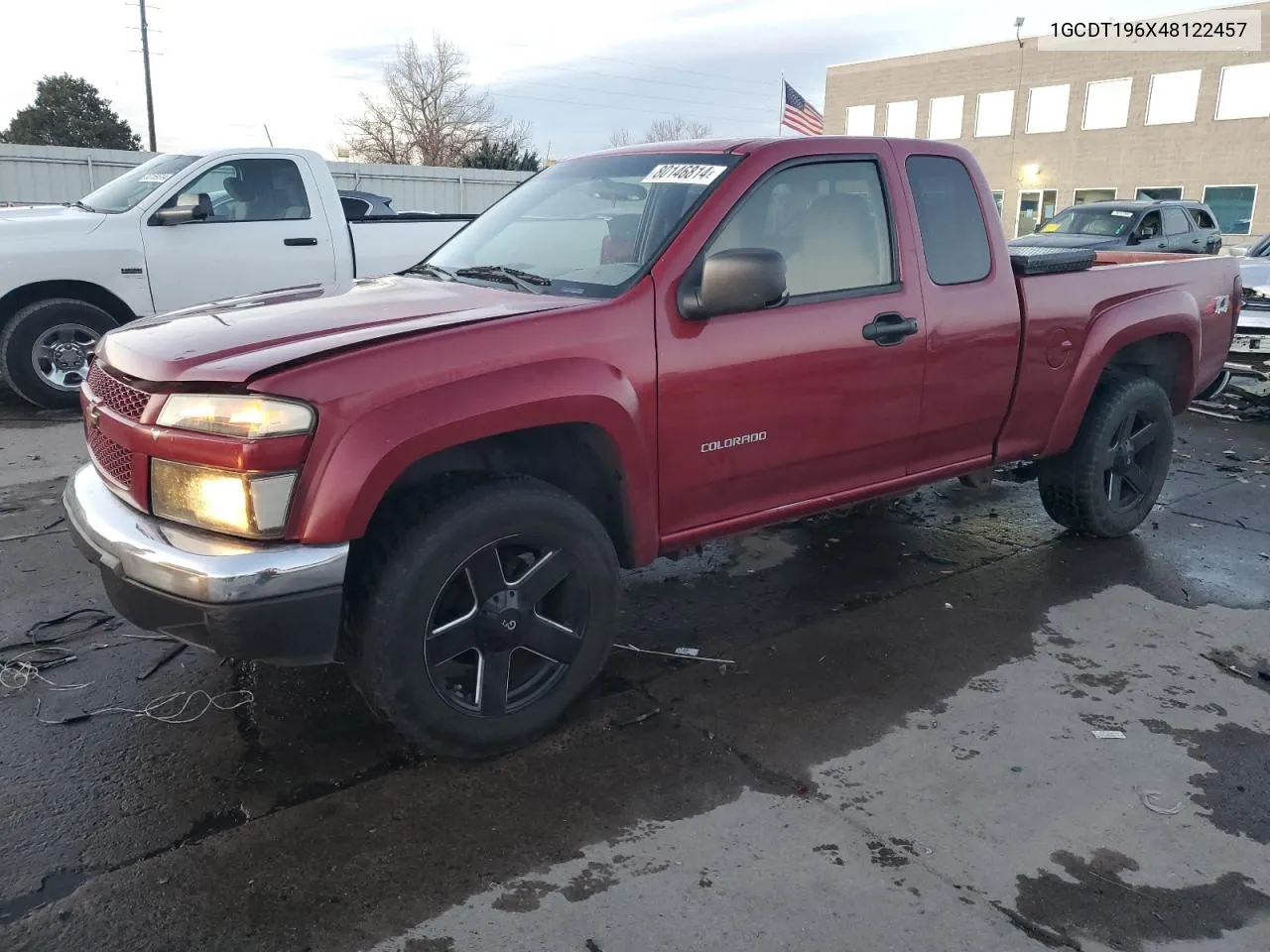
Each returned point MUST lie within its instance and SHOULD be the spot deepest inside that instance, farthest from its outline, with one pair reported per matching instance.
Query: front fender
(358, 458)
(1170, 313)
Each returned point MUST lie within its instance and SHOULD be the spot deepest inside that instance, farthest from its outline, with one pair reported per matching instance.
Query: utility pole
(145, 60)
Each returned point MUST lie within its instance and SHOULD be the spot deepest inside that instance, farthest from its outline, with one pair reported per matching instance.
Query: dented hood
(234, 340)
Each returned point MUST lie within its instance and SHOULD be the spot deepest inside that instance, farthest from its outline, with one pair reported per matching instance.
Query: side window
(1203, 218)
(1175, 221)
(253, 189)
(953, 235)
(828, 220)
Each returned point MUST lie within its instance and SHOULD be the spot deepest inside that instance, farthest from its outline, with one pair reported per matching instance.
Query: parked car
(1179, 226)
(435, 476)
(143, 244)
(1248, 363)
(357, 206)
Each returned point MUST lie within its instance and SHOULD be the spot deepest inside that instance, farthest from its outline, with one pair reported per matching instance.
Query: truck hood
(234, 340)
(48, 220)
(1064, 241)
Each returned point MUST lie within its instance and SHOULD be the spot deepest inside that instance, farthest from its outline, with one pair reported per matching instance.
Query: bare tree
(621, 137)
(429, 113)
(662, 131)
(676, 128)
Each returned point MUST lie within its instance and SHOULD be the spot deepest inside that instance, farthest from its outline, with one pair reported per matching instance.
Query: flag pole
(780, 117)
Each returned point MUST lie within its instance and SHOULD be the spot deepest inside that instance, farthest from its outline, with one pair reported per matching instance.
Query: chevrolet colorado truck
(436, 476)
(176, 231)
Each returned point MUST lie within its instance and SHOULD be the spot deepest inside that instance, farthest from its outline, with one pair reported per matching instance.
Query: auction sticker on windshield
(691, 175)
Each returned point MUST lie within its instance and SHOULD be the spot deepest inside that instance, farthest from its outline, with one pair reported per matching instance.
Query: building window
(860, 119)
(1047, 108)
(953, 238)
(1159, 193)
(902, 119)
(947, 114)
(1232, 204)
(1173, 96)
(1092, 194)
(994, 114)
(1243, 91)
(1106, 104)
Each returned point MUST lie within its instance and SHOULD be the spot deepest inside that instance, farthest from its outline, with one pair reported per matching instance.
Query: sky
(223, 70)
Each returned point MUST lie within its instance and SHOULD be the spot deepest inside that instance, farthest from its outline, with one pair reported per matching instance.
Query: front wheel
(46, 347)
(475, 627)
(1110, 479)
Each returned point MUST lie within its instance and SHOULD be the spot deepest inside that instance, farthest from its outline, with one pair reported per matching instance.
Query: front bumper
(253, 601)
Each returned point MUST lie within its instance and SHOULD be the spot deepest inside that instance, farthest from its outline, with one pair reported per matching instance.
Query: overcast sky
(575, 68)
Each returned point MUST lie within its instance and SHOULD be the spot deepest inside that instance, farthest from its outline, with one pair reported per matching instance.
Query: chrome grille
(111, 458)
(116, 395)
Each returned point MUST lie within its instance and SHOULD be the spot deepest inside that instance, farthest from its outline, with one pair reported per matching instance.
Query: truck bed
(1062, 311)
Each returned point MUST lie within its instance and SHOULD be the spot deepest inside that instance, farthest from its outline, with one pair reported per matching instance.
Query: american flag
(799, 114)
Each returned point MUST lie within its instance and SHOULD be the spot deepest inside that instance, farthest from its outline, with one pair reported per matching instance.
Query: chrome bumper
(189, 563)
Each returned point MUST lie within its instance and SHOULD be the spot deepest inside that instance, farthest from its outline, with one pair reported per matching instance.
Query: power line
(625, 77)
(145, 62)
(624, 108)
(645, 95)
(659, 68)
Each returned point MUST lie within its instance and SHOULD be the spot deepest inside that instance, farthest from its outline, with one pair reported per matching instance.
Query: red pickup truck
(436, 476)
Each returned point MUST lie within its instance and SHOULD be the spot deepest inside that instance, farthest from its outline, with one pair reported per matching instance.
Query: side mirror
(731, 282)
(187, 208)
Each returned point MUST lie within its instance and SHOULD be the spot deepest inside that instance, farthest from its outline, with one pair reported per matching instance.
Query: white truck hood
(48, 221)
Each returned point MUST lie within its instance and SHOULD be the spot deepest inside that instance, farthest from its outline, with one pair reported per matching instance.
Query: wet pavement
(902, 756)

########

GIVEN INSTRUCTION | Write out the rows from the start through the line that contains "(1170, 313)", both ends included. Leave the pictures out of your answer.

OUTPUT OF THE EXERCISE |
Each returned point MUST lie within its instance and SHOULD be the spot deepest inside that instance, farthest from its outline, with one pair reported per matching instance.
Query: front fender
(358, 458)
(1170, 313)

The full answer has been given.